***** RECORDS TO USE *****

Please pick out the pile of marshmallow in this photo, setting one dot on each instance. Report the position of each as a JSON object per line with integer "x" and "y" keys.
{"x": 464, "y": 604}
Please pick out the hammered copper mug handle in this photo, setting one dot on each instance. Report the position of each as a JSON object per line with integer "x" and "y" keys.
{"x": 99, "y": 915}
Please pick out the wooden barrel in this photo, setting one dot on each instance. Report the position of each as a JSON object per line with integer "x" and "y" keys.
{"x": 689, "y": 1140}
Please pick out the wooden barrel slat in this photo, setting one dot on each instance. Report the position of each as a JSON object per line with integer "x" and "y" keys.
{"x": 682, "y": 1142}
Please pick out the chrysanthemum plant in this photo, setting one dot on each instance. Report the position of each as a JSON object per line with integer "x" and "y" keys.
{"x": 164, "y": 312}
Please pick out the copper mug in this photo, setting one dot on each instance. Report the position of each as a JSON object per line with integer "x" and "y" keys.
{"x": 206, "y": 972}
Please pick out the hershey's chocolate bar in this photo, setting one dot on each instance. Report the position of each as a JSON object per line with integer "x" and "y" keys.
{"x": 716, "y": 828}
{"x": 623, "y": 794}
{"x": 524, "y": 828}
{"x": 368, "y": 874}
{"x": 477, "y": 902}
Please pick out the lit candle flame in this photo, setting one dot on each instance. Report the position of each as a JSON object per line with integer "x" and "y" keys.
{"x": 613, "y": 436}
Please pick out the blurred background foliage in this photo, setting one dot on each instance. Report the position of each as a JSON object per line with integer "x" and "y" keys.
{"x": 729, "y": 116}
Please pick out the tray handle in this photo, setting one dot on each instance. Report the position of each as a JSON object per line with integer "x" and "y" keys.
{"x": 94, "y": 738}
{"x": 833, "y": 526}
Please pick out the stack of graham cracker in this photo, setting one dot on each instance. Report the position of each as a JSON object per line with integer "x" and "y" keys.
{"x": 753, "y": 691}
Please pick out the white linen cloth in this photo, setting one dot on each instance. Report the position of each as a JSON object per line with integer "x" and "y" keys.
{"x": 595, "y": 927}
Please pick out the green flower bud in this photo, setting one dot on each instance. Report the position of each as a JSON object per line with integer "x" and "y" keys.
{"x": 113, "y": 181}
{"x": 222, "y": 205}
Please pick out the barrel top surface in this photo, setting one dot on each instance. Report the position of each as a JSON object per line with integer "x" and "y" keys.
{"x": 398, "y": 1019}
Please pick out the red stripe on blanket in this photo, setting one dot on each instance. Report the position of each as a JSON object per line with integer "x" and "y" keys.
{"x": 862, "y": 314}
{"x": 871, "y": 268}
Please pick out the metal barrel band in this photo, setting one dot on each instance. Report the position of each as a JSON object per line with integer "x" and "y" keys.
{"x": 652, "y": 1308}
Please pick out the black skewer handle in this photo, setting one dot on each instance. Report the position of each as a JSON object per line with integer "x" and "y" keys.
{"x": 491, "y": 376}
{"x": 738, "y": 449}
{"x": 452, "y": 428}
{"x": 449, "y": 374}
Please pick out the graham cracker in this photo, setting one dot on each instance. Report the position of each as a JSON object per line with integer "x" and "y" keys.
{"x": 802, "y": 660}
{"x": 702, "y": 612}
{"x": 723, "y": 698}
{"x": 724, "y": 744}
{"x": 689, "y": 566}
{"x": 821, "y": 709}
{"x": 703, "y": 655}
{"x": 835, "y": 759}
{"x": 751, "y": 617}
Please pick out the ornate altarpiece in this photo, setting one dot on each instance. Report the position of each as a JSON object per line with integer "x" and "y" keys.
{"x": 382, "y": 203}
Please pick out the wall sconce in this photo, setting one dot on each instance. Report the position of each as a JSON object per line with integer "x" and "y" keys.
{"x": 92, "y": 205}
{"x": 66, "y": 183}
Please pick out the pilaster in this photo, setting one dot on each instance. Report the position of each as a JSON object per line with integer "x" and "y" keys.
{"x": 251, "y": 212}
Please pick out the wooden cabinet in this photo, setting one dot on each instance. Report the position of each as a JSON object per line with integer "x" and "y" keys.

*****

WORK INSTRUCTIONS: Using the exact wording, write out all of the records.

ANSWER SPACE:
Please pick out the pile of marshmallow in this photo, setting one dot on each instance. Report the position of each as a JSON object per line with integer "x" and "y" keys.
{"x": 464, "y": 604}
Please pick out the hammered copper mug handle in this photo, setting one dot on each instance. Report the position of each as a JSON object per line with integer "x" and "y" keys.
{"x": 99, "y": 915}
Please pick out the wooden barrel in this photo, setting one dot on each instance. Report the position of each as a JSON object per line with integer "x" and "y" keys.
{"x": 689, "y": 1140}
Please pick out the wooden barrel slat in this photo, setting one dot on each instance. Report the position of each as a JSON object per line with integer "x" and "y" keys.
{"x": 682, "y": 1142}
Please pick out the chrysanthemum plant in this photo, setting one dot on each instance. Report the position of each as a JSON object per line with integer "x" and "y" keys.
{"x": 164, "y": 312}
Please pick out the copper mug in this photo, setting one dot on each instance. Report the position of each as a JSON object per line with integer "x" and "y" keys.
{"x": 206, "y": 972}
Please pick out the hershey's chocolate bar in this photo, setting one dot on each instance. Report the position of each as a JSON object per line with integer "x" and "y" keys.
{"x": 716, "y": 828}
{"x": 623, "y": 794}
{"x": 524, "y": 828}
{"x": 368, "y": 874}
{"x": 477, "y": 902}
Please pick out the lit candle flame in this photo, setting one dot on each instance. Report the position of each as a JSON object per line with integer "x" and "y" keys.
{"x": 613, "y": 436}
Please pick out the blurred background foliage in this photo, setting one dot on each instance. Report the position of each as a JSON object per line with integer "x" and "y" keys.
{"x": 729, "y": 116}
Please pick out the tray handle in this photo, setting one dot on each instance. Report the position of each as a JSON object per line with integer "x" and "y" keys.
{"x": 94, "y": 738}
{"x": 833, "y": 526}
Please pick out the stack of graham cracker in this photo, setting one dot on each instance. Report the position of each as a JSON object per line with integer "x" and "y" keys.
{"x": 753, "y": 691}
Please pick out the white linen cloth in this photo, setting one dot on each instance. Report the position of each as a JSON object per line with integer "x" and "y" keys.
{"x": 595, "y": 927}
Please pick out the green flower bud in this photo, setting one dot on each instance. Report the position of each as a JSON object per line with integer "x" and "y" keys.
{"x": 113, "y": 181}
{"x": 222, "y": 205}
Please pick out the barrel top surface in this photo, setting one dot on each instance. Report the position of each as a JSON object per line with integer "x" and "y" keys.
{"x": 398, "y": 1019}
Please pick out the red stripe on blanket in this photo, setting one dot on each instance. Report the position of each as a JSON object per line with integer "x" and "y" keys.
{"x": 862, "y": 314}
{"x": 871, "y": 268}
Please pick out the metal barrel band in this photo, setting one dot on each instance. Report the position of each as a JSON object per line with integer "x" and "y" keys.
{"x": 652, "y": 1308}
Please pick out the black skewer handle in this photo, setting one dot on each instance. Report the position of each as a JSON object per line with integer "x" and "y" keys.
{"x": 491, "y": 376}
{"x": 738, "y": 449}
{"x": 452, "y": 428}
{"x": 449, "y": 374}
Please pick out the graham cracker in this photo, setting one dot on each instance. Report the position of each as a JSON object per line with integer "x" and "y" keys.
{"x": 802, "y": 660}
{"x": 702, "y": 612}
{"x": 723, "y": 698}
{"x": 724, "y": 744}
{"x": 689, "y": 566}
{"x": 821, "y": 709}
{"x": 703, "y": 655}
{"x": 835, "y": 759}
{"x": 751, "y": 617}
Please pick out the ornate altarpiece in this photo, setting one dot on each instance. Report the position of each as a JSON object per line with integer "x" and "y" keys.
{"x": 382, "y": 203}
Please pick out the wall sconce in this photo, setting one dot on each instance. Report the position of each as a JSON object per line with integer "x" and "y" keys.
{"x": 92, "y": 205}
{"x": 66, "y": 183}
Please pick out the pilaster in this photo, setting one dot on each instance. Report the position of each as a JSON object per line with integer "x" and "y" keys.
{"x": 251, "y": 212}
Please pick out the wooden cabinet in this photo, setting one dot on each instance. Report the position of each as a JSON object per line with integer "x" and "y" keys.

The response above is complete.